==== Data extracts ====

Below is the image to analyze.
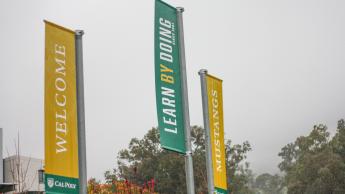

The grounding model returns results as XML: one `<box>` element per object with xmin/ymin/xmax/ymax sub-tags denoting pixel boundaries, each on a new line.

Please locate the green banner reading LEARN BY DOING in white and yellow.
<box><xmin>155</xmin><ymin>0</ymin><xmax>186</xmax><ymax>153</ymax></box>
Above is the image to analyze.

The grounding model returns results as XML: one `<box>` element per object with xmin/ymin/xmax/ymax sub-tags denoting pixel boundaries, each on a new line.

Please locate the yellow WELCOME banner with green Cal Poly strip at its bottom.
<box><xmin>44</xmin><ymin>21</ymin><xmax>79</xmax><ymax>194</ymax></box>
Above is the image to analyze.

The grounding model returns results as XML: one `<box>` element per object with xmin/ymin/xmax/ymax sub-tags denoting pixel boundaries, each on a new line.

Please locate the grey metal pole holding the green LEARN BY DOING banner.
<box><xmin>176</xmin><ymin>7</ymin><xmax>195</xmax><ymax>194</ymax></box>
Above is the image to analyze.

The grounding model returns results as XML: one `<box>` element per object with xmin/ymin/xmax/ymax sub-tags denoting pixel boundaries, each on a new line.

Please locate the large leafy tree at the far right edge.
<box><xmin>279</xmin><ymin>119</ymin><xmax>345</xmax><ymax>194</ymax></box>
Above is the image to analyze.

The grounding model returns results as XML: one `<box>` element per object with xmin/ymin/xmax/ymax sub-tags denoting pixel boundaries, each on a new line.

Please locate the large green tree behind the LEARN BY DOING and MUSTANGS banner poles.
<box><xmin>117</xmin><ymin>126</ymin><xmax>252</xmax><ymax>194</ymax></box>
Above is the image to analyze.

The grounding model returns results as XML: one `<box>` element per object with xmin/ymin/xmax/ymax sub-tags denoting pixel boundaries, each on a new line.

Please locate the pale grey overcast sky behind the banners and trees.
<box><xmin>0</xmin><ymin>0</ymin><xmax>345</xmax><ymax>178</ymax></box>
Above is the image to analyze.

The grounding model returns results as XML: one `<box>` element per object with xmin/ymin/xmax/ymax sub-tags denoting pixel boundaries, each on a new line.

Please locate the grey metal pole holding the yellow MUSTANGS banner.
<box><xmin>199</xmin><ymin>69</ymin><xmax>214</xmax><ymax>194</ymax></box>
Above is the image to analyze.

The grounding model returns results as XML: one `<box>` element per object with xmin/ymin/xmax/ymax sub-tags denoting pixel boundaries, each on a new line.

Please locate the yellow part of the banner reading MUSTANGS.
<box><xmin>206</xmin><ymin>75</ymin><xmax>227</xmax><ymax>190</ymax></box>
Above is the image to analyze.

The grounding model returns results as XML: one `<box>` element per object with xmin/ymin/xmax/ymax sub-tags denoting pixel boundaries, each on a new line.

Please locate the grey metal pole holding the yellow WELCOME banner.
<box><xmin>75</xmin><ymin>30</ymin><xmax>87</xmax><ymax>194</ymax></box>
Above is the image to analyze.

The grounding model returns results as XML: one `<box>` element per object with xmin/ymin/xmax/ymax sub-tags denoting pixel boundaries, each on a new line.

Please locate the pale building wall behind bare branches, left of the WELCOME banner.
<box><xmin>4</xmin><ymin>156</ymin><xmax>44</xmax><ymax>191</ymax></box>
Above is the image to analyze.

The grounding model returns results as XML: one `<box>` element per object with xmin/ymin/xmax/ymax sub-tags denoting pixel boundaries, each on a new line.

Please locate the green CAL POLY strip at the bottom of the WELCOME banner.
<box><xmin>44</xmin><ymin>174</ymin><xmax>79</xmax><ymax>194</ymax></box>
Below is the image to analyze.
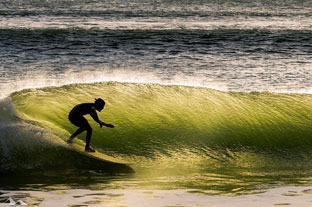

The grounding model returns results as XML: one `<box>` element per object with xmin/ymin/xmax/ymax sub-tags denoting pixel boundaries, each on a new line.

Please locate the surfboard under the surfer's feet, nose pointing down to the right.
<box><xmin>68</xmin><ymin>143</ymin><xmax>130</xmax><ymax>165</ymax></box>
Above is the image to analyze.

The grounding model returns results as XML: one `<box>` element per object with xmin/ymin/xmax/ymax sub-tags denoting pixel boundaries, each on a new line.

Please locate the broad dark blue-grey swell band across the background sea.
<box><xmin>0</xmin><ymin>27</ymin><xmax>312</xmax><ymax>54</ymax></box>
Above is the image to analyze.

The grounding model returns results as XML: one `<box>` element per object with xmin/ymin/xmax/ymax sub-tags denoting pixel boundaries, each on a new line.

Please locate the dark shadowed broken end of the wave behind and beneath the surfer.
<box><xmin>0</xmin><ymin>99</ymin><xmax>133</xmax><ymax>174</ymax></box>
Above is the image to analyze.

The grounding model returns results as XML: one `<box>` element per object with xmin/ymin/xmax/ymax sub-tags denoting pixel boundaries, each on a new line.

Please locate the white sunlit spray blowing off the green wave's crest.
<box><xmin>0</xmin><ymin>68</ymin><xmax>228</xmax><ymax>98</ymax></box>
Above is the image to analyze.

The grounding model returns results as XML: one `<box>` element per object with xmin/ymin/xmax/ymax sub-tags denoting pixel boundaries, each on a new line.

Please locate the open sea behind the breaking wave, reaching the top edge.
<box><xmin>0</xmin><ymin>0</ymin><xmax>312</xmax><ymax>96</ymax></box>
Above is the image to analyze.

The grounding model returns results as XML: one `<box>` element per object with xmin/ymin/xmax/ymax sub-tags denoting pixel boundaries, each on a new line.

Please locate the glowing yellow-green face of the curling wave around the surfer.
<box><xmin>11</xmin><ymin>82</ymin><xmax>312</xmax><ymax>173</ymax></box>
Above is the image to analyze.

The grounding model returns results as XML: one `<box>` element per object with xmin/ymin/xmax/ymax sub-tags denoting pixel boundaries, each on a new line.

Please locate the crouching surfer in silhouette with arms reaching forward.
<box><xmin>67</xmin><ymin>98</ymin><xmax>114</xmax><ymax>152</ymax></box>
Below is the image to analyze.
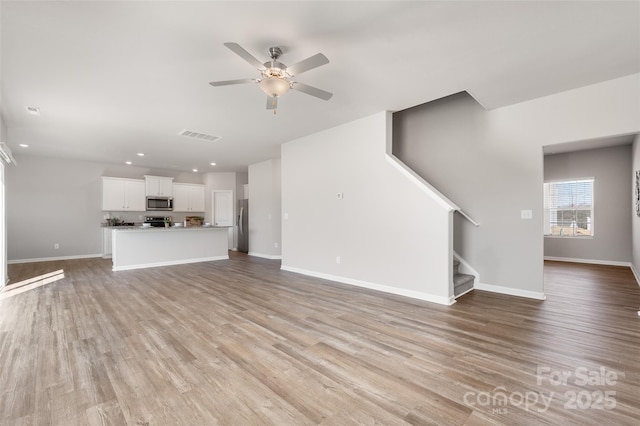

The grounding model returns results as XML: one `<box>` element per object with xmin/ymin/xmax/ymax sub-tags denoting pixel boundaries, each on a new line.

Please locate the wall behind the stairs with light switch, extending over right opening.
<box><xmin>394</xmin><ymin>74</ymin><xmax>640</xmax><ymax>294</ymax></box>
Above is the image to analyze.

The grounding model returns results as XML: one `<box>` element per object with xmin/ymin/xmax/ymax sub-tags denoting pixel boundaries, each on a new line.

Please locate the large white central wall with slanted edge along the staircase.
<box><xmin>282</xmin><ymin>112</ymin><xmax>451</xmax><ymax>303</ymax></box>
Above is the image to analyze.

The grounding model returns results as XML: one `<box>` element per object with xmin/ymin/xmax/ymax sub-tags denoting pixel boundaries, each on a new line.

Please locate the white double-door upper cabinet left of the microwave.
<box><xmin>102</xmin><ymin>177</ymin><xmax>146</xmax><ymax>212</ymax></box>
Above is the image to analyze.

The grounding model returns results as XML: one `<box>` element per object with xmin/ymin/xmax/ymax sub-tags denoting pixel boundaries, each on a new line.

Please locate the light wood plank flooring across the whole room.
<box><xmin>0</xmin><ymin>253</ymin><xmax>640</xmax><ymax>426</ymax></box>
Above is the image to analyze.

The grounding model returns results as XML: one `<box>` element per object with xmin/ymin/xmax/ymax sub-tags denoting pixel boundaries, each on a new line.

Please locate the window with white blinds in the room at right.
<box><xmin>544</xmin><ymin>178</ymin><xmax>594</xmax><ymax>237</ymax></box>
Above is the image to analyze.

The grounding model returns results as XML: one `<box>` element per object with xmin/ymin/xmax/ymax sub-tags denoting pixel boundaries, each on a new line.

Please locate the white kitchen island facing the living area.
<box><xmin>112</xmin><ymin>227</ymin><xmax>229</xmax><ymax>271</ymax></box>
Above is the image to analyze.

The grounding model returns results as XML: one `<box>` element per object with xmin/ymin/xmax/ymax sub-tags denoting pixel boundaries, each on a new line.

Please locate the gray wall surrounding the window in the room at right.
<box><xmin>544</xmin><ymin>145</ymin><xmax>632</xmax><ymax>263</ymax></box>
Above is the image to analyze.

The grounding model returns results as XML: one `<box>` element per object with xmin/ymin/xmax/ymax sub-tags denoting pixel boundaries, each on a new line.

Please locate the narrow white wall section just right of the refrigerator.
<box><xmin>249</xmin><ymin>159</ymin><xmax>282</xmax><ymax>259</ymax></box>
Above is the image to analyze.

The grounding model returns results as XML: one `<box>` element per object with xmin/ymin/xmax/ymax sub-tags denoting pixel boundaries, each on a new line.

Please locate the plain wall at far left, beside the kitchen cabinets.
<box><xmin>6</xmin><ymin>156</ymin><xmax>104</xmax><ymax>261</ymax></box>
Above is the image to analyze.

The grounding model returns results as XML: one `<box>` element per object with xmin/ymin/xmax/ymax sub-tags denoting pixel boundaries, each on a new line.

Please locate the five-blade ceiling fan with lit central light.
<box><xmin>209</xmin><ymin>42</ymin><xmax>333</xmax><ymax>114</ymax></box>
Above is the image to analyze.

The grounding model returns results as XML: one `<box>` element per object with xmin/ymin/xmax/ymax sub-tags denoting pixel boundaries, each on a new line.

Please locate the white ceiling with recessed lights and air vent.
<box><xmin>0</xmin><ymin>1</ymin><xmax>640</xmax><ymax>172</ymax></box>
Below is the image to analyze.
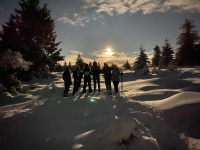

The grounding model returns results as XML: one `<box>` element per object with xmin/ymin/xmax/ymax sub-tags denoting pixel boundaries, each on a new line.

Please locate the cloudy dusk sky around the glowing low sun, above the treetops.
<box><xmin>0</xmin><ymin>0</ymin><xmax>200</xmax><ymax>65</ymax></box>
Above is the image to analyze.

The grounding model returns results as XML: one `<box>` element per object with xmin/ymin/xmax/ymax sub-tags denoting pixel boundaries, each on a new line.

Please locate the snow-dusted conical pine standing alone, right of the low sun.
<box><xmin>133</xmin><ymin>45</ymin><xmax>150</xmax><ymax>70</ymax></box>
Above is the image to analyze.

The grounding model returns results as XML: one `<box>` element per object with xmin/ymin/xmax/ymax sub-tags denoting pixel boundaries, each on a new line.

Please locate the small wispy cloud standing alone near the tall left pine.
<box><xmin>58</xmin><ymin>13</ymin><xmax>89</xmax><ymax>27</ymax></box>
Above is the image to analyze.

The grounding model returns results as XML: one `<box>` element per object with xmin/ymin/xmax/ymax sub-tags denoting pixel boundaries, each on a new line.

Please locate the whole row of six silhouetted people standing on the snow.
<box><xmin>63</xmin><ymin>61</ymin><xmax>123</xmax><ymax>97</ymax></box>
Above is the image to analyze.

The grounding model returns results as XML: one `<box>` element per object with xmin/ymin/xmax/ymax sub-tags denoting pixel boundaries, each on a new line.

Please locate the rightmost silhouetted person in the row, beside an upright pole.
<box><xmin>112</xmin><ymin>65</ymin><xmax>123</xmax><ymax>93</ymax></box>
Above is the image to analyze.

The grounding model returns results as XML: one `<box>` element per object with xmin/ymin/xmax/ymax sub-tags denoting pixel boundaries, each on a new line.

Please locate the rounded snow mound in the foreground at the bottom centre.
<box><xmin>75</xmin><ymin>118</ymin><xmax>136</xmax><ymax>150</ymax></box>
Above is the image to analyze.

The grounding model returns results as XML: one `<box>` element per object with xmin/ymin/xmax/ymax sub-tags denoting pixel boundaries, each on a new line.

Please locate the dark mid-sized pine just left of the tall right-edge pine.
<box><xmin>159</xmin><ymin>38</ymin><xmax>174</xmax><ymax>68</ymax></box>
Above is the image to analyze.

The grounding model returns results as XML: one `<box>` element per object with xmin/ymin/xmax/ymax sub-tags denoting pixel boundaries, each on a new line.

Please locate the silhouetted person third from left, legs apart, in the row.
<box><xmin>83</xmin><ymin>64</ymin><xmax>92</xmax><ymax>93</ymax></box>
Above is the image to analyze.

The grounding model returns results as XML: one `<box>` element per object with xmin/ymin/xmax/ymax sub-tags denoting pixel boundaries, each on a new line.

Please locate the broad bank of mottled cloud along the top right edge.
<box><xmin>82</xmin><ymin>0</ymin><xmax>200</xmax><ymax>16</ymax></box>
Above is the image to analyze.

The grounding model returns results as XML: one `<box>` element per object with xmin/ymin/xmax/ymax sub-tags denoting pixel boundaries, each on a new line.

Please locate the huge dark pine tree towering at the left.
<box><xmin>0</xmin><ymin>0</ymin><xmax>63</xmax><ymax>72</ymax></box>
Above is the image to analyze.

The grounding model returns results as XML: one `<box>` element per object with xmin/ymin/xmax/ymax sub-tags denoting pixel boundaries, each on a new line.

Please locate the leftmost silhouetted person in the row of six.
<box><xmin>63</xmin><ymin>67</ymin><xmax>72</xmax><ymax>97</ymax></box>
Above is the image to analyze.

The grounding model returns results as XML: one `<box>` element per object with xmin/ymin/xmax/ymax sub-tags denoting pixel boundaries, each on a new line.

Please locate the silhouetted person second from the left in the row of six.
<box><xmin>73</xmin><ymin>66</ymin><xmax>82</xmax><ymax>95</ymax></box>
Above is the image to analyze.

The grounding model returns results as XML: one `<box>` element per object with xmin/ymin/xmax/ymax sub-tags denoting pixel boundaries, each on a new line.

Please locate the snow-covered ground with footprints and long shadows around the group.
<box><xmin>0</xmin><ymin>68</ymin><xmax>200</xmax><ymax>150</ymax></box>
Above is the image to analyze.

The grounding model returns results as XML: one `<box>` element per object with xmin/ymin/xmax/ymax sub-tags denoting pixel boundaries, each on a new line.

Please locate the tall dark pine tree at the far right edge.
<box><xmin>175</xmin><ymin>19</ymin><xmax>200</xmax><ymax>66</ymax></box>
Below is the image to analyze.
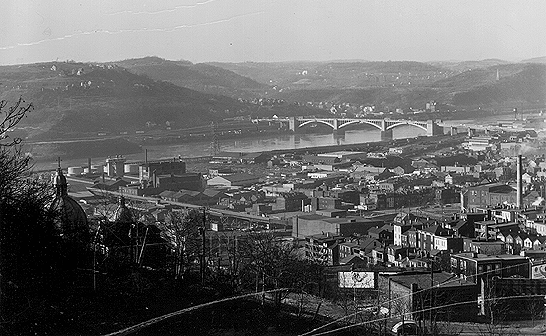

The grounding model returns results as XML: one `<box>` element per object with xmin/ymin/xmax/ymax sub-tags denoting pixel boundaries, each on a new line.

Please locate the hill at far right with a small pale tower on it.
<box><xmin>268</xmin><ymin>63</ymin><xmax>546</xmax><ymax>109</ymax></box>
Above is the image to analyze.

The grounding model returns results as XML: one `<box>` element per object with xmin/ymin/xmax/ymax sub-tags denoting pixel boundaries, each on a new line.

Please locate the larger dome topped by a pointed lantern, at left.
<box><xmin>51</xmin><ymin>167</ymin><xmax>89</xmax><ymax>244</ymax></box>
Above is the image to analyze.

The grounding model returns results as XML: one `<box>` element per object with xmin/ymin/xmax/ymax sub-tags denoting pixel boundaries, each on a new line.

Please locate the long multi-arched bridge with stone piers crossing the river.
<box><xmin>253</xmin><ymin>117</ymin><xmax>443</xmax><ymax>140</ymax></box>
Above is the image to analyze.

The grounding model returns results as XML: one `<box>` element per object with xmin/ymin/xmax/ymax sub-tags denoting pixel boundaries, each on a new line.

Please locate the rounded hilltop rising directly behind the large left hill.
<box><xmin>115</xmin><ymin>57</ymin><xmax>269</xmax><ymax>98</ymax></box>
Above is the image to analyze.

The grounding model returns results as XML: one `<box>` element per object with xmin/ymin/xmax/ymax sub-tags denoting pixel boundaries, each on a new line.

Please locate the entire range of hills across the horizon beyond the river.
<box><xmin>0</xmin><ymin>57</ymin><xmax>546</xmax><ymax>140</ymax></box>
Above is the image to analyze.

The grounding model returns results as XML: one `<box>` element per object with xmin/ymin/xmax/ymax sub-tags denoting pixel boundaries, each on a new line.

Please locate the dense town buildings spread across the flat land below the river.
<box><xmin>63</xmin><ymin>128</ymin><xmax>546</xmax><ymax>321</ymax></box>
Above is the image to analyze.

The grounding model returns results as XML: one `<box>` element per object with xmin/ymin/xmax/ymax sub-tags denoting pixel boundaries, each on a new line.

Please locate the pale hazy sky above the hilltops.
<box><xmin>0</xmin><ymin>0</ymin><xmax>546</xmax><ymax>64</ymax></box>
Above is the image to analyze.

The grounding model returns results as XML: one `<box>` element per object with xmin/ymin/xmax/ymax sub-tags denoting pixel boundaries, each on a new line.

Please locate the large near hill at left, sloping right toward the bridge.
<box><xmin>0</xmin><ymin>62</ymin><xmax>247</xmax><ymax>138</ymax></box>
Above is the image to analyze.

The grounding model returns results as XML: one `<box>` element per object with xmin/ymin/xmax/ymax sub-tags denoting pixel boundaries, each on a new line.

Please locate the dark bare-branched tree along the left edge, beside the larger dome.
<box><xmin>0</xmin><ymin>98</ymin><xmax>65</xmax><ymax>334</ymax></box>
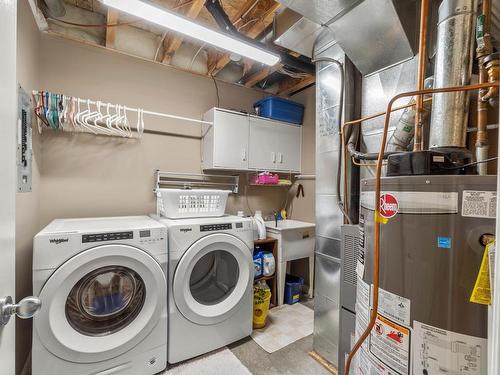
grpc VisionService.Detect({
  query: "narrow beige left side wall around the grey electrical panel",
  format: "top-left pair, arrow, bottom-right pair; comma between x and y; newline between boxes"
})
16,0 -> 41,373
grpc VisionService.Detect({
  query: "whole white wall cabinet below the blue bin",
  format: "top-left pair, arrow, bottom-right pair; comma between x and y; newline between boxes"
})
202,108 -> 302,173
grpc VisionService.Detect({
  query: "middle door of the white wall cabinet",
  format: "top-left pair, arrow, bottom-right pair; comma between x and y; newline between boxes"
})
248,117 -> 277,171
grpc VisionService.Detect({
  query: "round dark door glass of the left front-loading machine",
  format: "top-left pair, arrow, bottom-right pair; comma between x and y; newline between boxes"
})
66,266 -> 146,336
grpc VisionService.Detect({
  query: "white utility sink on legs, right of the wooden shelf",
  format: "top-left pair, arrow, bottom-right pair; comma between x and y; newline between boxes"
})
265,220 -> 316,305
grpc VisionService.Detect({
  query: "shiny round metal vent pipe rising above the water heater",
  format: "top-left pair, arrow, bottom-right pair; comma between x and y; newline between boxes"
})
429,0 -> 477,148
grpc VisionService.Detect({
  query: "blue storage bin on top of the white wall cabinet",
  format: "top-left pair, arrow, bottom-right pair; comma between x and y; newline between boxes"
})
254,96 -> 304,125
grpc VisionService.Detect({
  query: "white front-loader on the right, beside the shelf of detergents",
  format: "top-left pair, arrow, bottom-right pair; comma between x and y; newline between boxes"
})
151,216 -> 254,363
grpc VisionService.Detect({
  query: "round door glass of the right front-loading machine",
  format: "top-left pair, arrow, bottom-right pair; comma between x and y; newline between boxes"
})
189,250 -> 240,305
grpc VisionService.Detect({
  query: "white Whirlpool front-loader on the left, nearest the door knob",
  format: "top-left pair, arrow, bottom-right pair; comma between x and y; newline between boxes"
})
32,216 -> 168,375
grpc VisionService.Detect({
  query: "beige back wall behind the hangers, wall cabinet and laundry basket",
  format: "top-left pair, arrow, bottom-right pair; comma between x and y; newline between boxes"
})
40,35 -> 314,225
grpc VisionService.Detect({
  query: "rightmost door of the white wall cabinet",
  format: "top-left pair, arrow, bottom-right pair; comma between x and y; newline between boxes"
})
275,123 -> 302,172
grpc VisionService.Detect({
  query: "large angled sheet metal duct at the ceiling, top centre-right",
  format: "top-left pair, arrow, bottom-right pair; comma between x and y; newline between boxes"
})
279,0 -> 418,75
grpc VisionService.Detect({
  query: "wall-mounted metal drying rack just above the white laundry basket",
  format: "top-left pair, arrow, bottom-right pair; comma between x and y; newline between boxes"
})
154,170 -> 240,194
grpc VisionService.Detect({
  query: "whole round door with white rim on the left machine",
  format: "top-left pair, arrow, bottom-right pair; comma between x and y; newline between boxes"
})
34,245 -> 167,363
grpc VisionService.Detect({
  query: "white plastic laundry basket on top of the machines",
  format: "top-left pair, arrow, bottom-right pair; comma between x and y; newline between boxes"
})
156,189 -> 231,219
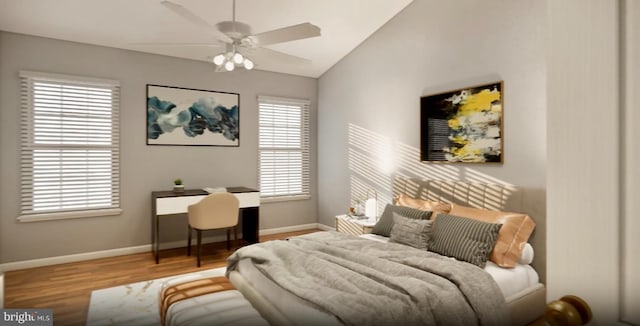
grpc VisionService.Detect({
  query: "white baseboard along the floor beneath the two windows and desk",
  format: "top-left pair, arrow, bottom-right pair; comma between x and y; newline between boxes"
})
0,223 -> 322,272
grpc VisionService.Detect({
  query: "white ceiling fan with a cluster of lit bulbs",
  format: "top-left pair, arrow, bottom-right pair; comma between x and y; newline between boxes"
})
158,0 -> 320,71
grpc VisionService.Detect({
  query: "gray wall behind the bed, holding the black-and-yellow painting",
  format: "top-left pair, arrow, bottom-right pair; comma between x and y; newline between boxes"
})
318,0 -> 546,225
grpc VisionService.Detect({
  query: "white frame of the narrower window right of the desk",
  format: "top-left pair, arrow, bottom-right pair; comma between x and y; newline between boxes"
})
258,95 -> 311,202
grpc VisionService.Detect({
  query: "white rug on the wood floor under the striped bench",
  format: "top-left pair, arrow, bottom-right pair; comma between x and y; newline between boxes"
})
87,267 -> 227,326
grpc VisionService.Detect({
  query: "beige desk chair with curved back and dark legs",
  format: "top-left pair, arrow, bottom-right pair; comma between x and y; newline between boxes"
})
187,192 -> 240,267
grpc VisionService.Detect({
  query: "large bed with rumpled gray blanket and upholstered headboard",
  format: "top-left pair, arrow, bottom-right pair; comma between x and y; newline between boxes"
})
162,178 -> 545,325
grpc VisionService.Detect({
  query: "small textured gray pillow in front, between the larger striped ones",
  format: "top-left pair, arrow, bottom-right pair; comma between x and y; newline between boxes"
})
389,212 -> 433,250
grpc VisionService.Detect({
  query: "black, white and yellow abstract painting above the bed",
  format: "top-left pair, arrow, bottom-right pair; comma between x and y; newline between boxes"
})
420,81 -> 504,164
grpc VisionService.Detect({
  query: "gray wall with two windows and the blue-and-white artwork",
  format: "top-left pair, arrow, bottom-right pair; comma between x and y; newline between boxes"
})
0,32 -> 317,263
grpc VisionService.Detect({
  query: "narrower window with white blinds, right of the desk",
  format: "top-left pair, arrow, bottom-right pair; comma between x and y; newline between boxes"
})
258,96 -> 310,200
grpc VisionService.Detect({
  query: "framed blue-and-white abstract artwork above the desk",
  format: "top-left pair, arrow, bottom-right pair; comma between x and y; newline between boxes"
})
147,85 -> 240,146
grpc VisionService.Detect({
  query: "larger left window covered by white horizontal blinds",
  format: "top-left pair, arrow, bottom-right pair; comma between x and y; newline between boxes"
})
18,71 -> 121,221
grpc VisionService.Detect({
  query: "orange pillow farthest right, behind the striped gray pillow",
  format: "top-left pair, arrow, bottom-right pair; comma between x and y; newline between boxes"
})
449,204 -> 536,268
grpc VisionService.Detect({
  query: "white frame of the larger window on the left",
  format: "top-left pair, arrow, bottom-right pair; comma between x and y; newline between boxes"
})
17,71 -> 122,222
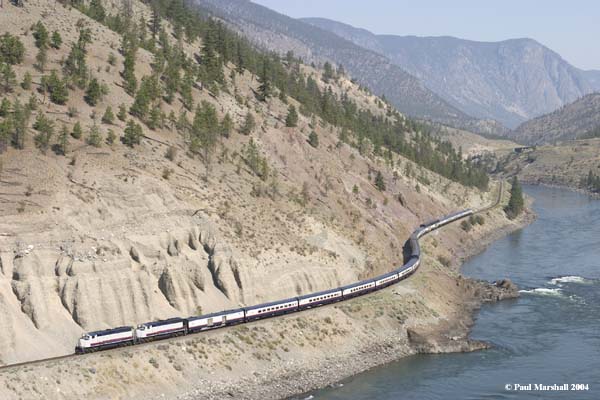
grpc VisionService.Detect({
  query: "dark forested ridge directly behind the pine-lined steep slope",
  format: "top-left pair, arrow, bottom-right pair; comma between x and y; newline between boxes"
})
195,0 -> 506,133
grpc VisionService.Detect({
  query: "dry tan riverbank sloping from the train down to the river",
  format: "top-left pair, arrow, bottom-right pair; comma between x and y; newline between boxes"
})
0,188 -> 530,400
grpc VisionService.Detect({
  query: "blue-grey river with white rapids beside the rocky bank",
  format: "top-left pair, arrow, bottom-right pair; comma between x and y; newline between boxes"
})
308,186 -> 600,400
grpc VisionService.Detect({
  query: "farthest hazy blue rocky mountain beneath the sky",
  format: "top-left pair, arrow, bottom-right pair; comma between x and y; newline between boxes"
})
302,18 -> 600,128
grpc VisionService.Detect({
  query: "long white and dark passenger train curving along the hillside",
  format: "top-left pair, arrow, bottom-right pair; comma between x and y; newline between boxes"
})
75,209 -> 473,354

====

__Task details__. Using the data above, count every line that contains the word "narrower", then give the count and nothing more.

__Answer space__. 2